_TEXTO APRESENTADO_
::::::::::

Veja, o curso de teatro, eu já ouvi depoimentos assim, dos professores que participaram do processo de criação, de que muito do que nós fazíamos no grupo Chama Viva interferiu muito na concepção e na percepção da necessidade de um curso de teatro. Já ouvi isso da professora Rose Bodinar, da professora Kátia Maia Flores, que agora é superintendente de Cultura do Estado . O curso de teatro aqui na UFT contribuiu muito. Primeiro, me fez repensar a minha prática teatral, num processo muito rico de reflexão. Acho que o curso traz uma contribuição para a cena cultural, cena teatral da cidade. Acho que ele provoca uma intervenção na medida que coloca mais pessoas com a possibilidade de fazer e com conhecimento mais consolidado sobre o que é o teatro. Onde é que podemos chegar, o que podemos fazer. Eu te confesso que o curso me deu uma possibilidade pedagógica extraordinária. Eu penso o teatro hoje, mesmo quando estou tratando com profissionais, de uma forma muito mais estruturada, e muito mais pedagógica e mais profunda enquanto arte do teatro como sentido para a vida. O curso traz uma contribuição enorme, tem mais pessoas pensando no fazer e mais pessoas fazendo. Na avaliação que eu faço, o teatro aqui está precisando de um boom. Mas é mais do que recursos, os profissionais da área precisam repensar o que estão fazendo no momento. Para que esses teatros possam ser mais projetos e menos eventos. Faço uma crítica, não aos editais. As pessoas se atentam pegar os recursos aí montam um espetáculo que termina sendo um evento. E o teatro deixa de existir enquanto processo.
Acabei de realizar aqui pela prefeitura, algo que me trouxe muita satisfação. Um grupo de atores que foi selecionado em 2020. Aí veio a crise da pandemia. Nós temos aqui num projeto que eu coordeno de formação de atores e plateia, a Companhia de Teatro Fernando Monte Negro que já existe a sete anos. E nesse período a companhia não produziu um espetáculo, ela produziu um processo de resistência do teatro, que passou pela pandemia, passou pela construção de um espetáculo e que agora, acabamos de percorrer oito regiões da cidade, levando o espetáculo dentro de uma estrutura que adequa, que se monta de acordo com geografia do lugar, de acordo com a comunidade. Isto, torna o teatro muito mais potente. Talvez essa seja a contribuição, ou a provocação do Cia Fernanda Monte Negro, acho que os grupos precisam resgatar o espírito que tivemos, grupos como o Renascimento, o Chama Viva, que fizeram história.

::::::::::

_O QUE FAZER_
No texto sobre o curso de teatro da UFT, que cargo a professora Kátia Maia Flores ocupa agora? Os itens não têm relação com o texto apresentado.

::::::::::

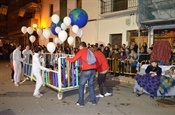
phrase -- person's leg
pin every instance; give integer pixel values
(16, 68)
(123, 65)
(83, 80)
(100, 83)
(105, 83)
(19, 73)
(12, 74)
(38, 83)
(91, 86)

::::::::::

_RESPOSTA DA TAREFA_
Ela é superintendente de Cultura do Estado.